Le dernier repas consommé existe d’abord sous la forme du « repas consommé qui est symboliquement le dernier ». Chaque année, des juifs partagent le repas du Seder pour se souvenir que Dieu les a délivrés de l’esclavage en Égypte ; chaque dimanche, les Églises chrétiennes célèbrent des eucharisties ou des cènes pour réitérer la mort et la résurrection de Jésus Christ ou pour en faire mémoire ; les catholiques prennent à Mardi-Gras un dernier « vrai repas » avant le début du Carême pascal ; pendant le mois du Ramadan, les musulmans prennent, chaque matin à l’aube, As-Sahûr, leur dernier repas avant de jeûner tout au long de la journée. Mais les religions n’ont pas non plus l’apanage ou le monopole de ce type de dernier repas. Des gens ritualisent leur dernier repas avant un moment charnière de leur existence : un départ à l’étranger ou un retour à la maison ; une nouvelle étape dans leur existence, un enterrement de vie de garçon ou de jeune fille, un pot de départ à la retraite. Les « repas consommés qui sont véritablement les derniers » sont plus rares. On trouve en catholicisme le viatique, cette ultime communion, cette ultime hostie que le prêtre donne au mourant ; on trouve dans les religions traditionnelles, particulièrement en Afrique et en Asie, les repas, les nourritures et les libations partagées avec les morts au cours des funérailles, on trouve encore, depuis longtemps, les derniers repas des condamnés à mort ; on trouve aussi, de plus en plus publiquement, les derniers repas des candidats au suicide, au suicide assisté ou à l’euthanasie. Mais on trouve aussi ceux que l’on organise à l’occasion d’un décès, ceux qui consolent les survivants ; on trouve en judaïsme le repas de consolation ; fourni par les proches, il suit l’inhumation (Hidiroglou 2013) ; on trouve enfin, dans les Alpes suisses, l’ancienne coutume de mettre de côté un formage et du vin pour ses propres funérailles (Preiswerk 1983).
Ce dossier de Théologiques explore donc le motif du dernier repas sous ses diverses formes. Il l’explore, au sens où il ne prétend pas épuiser le sujet, mais ouvrir une réflexion et proposer des pistes pour la mener. On pensera peut-être, c’est du moins ce que j’espère, que chaque article pourrait, et même devrait, être accompagné d’autres articles qui porteraient sur des thématiques identiques ou similaires. Mais si chaque article fait naître un tel sentiment, c’est qu’il signale et travaille une thématique particulière, qu’il donne envie d’en savoir plus, de savoir comment on pourrait traiter mêmement d’autres derniers repas, comment on pourrait traiter autrement les mêmes derniers repas. Et c’est tout le mérite des cinq auteurs de lancer la réflexion sur un sujet encore très peu travaillé, surtout de manière transversale, multidisciplinaire et internationale, d’offrir des résultats d’une telle recherche et de proposer des méthodes pour la poursuivre. J’espère qu’on leur rendra justice.

**CONSIGNE 1:** Recopiez à l'identique toutes les lignes de la liste ci-dessous, sans y faire figurer les images.

**LISTE DISPONIBLE:**
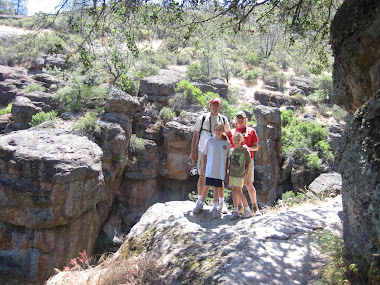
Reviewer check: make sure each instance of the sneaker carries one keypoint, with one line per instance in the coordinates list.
(224, 209)
(241, 209)
(256, 210)
(247, 214)
(235, 215)
(198, 208)
(215, 213)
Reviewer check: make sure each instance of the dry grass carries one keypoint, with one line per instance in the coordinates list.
(137, 270)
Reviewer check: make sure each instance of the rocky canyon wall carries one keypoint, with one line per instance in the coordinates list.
(355, 38)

**CONSIGNE 2:**
Répondez aux questions suivantes à partir de l'extrait sur le dernier repas.
(a) Quel repas les musulmans prennent-ils chaque matin à l'aube pendant le mois du Ramadan ?
(b) Dans le judaïsme, quel repas suit l'inhumation, et qui le fournit ?
(c) Combien d'auteurs le dossier de Théologiques réunit-il ?

**RÉPONSE ATTENDUE 1:**
Reviewer check: make sure each instance of the sneaker carries one keypoint, with one line per instance in the coordinates list.
(224, 209)
(241, 209)
(256, 210)
(247, 214)
(235, 215)
(198, 208)
(215, 213)
Reviewer check: make sure each instance of the dry grass carries one keypoint, with one line per instance in the coordinates list.
(137, 270)
Reviewer check: make sure each instance of the rocky canyon wall carries one keypoint, with one line per instance in the coordinates list.
(355, 38)

**RÉPONSE ATTENDUE 2:**
(a) As-Sahûr, leur dernier repas avant de jeûner tout au long de la journée.
(b) Le repas de consolation, fourni par les proches.
(c) Cinq.